Output the data lines as a JSON list of strings, one string per line, with blank lines left out, starting at the line that contains "Where in this photo can the gloved" and ending at the last line of the data.

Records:
◆ ◆ ◆

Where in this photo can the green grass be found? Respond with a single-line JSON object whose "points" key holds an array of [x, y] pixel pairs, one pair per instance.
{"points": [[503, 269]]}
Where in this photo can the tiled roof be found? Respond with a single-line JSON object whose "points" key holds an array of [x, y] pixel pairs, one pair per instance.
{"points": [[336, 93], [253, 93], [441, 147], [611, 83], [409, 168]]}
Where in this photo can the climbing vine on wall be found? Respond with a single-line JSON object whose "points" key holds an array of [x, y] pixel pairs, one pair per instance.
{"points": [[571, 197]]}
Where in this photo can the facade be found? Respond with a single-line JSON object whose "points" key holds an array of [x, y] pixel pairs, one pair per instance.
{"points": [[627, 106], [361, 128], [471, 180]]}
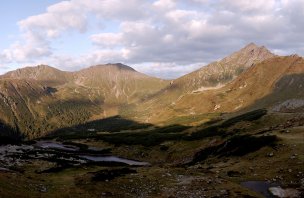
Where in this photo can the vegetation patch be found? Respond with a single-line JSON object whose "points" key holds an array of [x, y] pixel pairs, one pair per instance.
{"points": [[110, 174], [238, 145]]}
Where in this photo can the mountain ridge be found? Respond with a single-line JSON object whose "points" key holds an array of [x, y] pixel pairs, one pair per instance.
{"points": [[36, 103]]}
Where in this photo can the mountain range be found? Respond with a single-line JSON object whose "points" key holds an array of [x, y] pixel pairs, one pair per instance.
{"points": [[36, 101]]}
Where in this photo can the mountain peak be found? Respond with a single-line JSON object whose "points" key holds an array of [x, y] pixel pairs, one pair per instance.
{"points": [[249, 55], [112, 66]]}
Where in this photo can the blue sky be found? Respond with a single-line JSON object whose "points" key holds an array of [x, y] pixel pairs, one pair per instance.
{"points": [[163, 38]]}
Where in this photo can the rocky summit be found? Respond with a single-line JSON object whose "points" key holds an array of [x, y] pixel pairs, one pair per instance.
{"points": [[233, 128]]}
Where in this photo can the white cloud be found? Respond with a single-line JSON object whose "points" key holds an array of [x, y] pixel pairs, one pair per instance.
{"points": [[161, 36], [107, 39]]}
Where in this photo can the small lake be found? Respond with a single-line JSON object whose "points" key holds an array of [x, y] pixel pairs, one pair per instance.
{"points": [[56, 145], [260, 187]]}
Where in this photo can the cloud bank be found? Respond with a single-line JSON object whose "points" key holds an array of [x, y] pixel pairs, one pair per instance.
{"points": [[164, 38]]}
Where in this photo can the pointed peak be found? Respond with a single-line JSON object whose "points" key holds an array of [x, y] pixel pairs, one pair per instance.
{"points": [[251, 45]]}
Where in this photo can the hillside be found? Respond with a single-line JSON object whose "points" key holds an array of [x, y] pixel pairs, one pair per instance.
{"points": [[38, 100], [45, 74], [263, 85], [210, 77]]}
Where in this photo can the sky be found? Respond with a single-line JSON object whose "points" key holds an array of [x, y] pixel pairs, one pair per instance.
{"points": [[162, 38]]}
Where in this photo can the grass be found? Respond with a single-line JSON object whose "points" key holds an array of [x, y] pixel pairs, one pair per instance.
{"points": [[238, 145]]}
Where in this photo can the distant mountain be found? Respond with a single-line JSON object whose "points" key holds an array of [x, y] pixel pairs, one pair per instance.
{"points": [[37, 100], [273, 83], [221, 72], [212, 76], [45, 74]]}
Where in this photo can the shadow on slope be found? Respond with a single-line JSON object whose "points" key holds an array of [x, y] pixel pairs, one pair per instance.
{"points": [[8, 135], [289, 87], [117, 130]]}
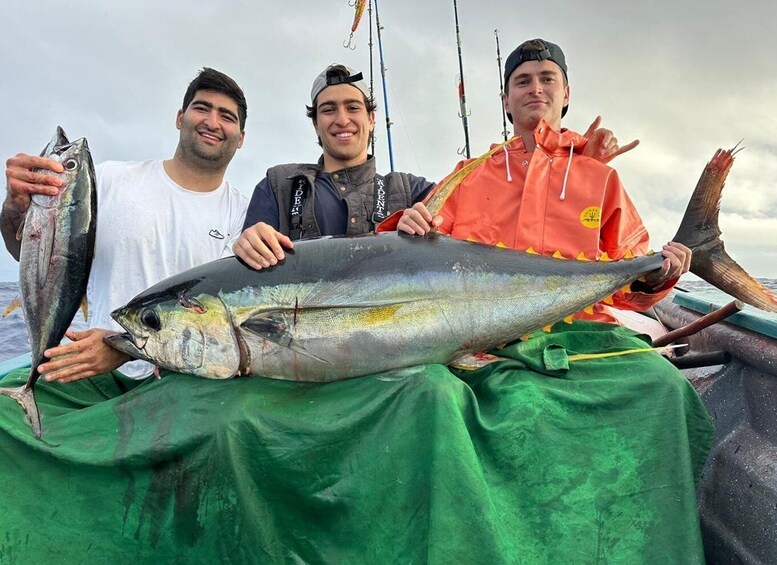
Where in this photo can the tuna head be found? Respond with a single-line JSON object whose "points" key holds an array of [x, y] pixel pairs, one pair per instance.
{"points": [[187, 334], [77, 174]]}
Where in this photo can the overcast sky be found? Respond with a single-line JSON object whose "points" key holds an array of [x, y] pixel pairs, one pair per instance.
{"points": [[683, 78]]}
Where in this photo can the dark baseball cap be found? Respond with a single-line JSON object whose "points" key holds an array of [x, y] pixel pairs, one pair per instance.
{"points": [[536, 50], [338, 74]]}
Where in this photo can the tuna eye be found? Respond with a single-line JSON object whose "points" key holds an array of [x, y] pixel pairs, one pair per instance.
{"points": [[149, 319]]}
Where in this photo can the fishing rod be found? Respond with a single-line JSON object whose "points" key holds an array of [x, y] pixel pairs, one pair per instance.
{"points": [[358, 6], [505, 133], [372, 90], [383, 77], [463, 114]]}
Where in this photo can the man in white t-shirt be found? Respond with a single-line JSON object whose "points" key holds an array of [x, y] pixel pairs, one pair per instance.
{"points": [[154, 219]]}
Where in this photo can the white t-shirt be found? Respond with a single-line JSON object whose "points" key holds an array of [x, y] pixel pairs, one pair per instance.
{"points": [[150, 228]]}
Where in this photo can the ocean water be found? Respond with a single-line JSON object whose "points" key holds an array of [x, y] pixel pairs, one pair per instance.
{"points": [[13, 332]]}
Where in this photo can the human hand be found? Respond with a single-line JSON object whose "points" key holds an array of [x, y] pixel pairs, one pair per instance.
{"points": [[261, 246], [86, 356], [22, 181], [677, 261], [602, 144], [418, 220]]}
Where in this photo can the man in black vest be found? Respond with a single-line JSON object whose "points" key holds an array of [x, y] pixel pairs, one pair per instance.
{"points": [[341, 194]]}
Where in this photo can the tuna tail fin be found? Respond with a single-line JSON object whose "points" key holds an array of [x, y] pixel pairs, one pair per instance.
{"points": [[699, 230], [25, 396]]}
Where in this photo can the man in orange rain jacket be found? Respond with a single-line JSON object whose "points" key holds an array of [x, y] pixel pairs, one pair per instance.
{"points": [[539, 194]]}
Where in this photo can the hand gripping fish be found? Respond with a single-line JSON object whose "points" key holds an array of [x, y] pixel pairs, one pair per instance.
{"points": [[337, 308], [56, 255]]}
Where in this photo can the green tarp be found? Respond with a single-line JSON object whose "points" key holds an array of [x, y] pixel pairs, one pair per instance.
{"points": [[523, 461]]}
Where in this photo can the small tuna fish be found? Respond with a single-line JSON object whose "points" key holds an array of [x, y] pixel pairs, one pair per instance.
{"points": [[56, 255], [338, 308]]}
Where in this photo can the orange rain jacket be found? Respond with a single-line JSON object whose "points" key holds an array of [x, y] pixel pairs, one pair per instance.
{"points": [[550, 200]]}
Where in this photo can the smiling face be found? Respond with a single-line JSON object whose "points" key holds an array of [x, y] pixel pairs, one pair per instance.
{"points": [[210, 130], [534, 91], [343, 125]]}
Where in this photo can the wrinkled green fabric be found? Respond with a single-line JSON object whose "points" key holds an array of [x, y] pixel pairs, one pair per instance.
{"points": [[522, 461]]}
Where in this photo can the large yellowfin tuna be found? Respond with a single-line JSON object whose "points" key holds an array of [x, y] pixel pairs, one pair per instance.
{"points": [[338, 308], [56, 255]]}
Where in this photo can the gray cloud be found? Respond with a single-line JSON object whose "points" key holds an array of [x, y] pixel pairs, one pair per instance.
{"points": [[684, 79]]}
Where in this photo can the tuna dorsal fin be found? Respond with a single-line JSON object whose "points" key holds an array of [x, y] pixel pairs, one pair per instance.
{"points": [[15, 303], [20, 229]]}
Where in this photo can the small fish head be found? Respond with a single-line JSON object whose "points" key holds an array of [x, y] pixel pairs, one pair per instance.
{"points": [[77, 176], [184, 334]]}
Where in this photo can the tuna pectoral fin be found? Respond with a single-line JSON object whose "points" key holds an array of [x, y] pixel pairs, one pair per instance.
{"points": [[85, 308], [12, 305], [475, 361], [274, 329], [25, 397]]}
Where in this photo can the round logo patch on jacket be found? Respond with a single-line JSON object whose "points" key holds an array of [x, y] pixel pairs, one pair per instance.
{"points": [[591, 217]]}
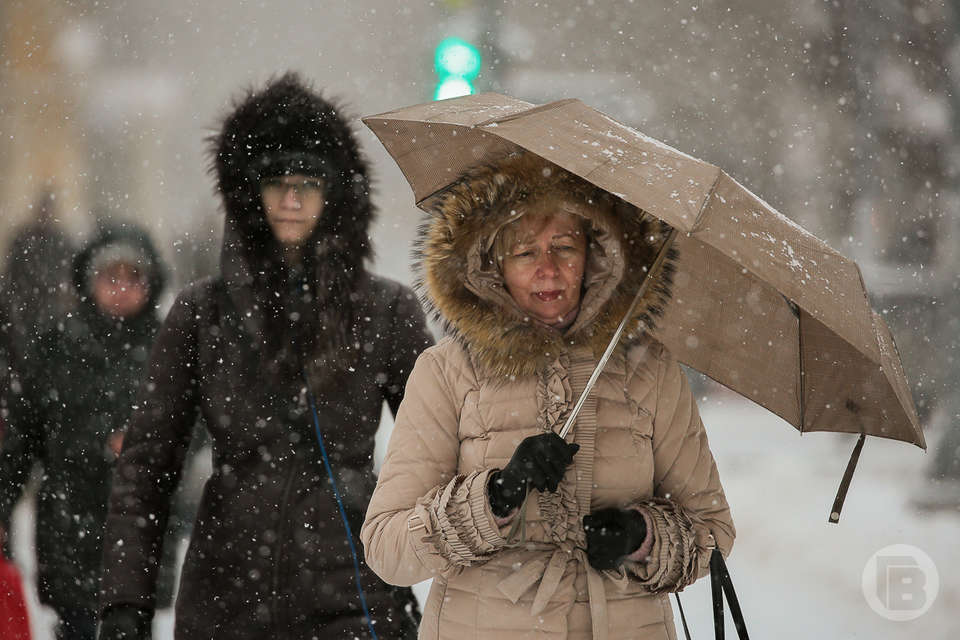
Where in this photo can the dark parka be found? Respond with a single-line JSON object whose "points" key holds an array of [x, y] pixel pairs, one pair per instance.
{"points": [[269, 556], [73, 390]]}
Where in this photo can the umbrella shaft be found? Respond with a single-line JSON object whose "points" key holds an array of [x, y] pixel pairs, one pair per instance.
{"points": [[657, 263]]}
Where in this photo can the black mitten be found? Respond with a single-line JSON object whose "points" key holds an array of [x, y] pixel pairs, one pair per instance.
{"points": [[612, 534], [538, 462]]}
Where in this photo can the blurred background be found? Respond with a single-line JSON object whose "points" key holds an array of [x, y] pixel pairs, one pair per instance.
{"points": [[845, 116]]}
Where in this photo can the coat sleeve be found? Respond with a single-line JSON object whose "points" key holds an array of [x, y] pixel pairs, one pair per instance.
{"points": [[22, 441], [425, 518], [688, 511], [409, 337], [150, 464]]}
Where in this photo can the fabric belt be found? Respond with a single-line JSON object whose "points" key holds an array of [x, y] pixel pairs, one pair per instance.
{"points": [[549, 573]]}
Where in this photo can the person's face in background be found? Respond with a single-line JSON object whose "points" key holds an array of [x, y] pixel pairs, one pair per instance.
{"points": [[293, 205], [120, 290], [543, 266]]}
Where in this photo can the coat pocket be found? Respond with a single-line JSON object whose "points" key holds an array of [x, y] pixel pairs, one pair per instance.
{"points": [[641, 426]]}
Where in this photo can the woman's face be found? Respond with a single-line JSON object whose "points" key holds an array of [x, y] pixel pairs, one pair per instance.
{"points": [[543, 266], [293, 205], [120, 290]]}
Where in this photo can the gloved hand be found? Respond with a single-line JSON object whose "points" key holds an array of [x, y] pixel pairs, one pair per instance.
{"points": [[125, 622], [612, 534], [538, 461]]}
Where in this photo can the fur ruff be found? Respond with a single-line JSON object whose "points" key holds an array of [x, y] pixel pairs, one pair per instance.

◆ ◆ ◆

- Written response
[
  "Where in this photo can the gloved hand be found? Respond with a single-line JSON object whose \"points\" key holds an array of [x, y] pixel pairs, one pair per instance.",
  "{\"points\": [[125, 622], [612, 534], [538, 461]]}",
  "Where in this photo can the fur ruff be found? Respond with a single-line JSON object whose \"points\" key holds an array of [x, y] pixel pairs, one pair per instance."
]